*** Begin section ***

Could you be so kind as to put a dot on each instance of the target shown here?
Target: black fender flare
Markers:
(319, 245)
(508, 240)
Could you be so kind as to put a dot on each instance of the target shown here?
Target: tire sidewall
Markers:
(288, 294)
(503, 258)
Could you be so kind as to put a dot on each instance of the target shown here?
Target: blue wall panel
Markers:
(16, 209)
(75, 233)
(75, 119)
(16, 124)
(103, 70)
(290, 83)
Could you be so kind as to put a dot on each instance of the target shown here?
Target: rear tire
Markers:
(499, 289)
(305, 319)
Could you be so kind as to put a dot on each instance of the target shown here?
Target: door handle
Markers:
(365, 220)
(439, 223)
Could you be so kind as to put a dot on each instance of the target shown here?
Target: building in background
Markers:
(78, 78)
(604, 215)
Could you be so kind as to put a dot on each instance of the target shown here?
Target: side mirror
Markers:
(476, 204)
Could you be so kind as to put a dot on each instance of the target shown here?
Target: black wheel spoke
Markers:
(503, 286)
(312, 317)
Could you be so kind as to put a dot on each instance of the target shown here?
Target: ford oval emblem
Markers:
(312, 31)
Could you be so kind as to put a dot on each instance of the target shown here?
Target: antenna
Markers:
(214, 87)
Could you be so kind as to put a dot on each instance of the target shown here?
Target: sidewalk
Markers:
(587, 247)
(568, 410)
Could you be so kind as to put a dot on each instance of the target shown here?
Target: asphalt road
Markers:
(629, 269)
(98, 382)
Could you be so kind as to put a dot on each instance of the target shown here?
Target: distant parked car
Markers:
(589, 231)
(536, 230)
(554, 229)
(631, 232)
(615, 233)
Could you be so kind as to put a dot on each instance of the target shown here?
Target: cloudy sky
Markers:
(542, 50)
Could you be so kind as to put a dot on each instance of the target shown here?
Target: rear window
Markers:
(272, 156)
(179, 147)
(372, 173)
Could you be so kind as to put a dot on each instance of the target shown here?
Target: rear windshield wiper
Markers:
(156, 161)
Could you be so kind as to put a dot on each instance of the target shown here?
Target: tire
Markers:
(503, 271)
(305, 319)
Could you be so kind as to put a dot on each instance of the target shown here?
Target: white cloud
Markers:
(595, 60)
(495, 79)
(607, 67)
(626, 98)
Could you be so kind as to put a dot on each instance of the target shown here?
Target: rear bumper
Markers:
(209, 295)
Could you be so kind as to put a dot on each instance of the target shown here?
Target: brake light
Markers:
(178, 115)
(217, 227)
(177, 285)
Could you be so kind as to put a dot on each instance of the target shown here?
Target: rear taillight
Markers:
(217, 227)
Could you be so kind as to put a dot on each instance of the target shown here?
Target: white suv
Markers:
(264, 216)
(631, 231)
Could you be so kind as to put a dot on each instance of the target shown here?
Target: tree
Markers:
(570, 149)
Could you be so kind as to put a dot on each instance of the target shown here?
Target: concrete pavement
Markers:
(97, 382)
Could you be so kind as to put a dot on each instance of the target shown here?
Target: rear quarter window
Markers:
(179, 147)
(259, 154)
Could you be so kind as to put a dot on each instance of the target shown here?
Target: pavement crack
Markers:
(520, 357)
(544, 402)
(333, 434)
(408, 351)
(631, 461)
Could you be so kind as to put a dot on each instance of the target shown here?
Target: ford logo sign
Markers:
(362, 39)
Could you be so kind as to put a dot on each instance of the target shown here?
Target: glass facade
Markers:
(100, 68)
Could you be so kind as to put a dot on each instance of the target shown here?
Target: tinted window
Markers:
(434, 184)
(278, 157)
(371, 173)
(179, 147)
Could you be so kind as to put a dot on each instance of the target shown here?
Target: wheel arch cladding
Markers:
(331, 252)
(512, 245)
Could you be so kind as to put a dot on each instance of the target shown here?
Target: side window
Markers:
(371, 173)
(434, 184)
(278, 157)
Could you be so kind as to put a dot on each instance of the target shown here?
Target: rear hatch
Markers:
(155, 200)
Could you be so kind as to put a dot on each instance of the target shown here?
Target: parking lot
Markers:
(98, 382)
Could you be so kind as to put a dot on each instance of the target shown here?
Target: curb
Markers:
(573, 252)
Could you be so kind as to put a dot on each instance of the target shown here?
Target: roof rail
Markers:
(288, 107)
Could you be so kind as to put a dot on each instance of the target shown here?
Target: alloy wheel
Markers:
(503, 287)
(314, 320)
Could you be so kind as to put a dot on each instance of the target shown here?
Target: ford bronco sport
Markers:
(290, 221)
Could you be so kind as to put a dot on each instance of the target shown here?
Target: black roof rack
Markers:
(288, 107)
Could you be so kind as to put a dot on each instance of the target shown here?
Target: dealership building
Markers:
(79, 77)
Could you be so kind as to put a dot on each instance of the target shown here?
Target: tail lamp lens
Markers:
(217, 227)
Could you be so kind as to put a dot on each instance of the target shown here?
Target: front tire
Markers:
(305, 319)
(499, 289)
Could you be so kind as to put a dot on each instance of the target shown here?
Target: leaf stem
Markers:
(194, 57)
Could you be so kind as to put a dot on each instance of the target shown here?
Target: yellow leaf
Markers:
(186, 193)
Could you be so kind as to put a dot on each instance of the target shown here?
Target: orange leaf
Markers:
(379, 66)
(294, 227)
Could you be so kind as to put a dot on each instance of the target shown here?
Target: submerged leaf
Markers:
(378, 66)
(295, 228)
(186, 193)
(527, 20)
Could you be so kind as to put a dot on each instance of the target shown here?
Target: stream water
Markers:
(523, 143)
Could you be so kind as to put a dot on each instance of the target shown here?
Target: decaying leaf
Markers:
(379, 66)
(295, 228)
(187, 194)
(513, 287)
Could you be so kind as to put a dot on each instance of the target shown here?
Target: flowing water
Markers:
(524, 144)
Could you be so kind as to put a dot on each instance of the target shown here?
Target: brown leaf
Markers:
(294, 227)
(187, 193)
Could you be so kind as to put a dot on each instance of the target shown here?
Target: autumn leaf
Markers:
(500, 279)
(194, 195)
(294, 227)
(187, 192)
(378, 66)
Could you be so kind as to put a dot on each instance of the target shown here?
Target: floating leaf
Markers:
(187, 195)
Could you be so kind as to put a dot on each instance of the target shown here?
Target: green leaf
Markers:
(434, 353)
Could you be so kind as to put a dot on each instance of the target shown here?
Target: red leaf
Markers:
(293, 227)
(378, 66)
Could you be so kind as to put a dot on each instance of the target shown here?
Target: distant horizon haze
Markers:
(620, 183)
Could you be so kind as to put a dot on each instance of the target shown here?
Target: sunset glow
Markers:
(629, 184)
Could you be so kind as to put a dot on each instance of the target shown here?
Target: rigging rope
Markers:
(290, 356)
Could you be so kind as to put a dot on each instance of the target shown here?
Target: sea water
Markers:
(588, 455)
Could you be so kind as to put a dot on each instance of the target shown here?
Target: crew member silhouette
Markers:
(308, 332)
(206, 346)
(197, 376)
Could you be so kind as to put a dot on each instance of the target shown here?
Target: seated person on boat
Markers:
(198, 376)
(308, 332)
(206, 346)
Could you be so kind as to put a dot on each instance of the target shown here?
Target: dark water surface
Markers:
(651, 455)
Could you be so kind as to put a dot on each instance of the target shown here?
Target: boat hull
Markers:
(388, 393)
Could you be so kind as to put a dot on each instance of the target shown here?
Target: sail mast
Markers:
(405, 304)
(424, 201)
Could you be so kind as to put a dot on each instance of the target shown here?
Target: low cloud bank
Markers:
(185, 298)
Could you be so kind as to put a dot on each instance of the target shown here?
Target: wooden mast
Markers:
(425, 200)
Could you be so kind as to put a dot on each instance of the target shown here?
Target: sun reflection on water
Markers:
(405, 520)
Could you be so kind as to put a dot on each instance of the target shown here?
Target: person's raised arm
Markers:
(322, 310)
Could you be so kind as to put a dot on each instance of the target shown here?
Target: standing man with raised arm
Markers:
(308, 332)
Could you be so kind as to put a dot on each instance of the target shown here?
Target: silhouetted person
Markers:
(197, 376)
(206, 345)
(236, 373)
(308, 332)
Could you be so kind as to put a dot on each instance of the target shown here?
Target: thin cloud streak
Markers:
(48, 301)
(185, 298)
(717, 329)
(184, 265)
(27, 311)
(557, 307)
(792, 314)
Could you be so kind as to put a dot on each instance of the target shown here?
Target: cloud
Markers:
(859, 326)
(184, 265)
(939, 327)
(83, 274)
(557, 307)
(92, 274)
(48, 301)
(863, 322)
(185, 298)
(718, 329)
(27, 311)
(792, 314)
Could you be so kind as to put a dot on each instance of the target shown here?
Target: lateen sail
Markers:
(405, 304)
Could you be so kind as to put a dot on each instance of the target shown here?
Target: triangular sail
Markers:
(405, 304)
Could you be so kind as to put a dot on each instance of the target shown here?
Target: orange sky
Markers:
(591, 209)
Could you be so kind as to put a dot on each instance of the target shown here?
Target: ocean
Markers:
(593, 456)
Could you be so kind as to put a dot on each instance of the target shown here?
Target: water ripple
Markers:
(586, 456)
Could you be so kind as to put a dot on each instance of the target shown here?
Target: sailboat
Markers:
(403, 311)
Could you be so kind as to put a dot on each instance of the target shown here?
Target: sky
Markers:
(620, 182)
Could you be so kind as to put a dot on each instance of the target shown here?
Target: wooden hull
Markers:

*** End section ***

→ **Instructions for the task**
From the records above, reproduce exactly the lines from the one with "Target: tinted window" to the one with "Target: side window", both included, and no others.

→ **Output for this exercise**
Target: tinted window
Markers:
(434, 184)
(278, 157)
(371, 173)
(179, 147)
Could you be so kind as to put a dot on each instance of the target shown here?
Target: wheel arch cladding
Markers:
(331, 252)
(512, 245)
Could you be so kind as to put a dot on each instance of the target shown here?
Target: side window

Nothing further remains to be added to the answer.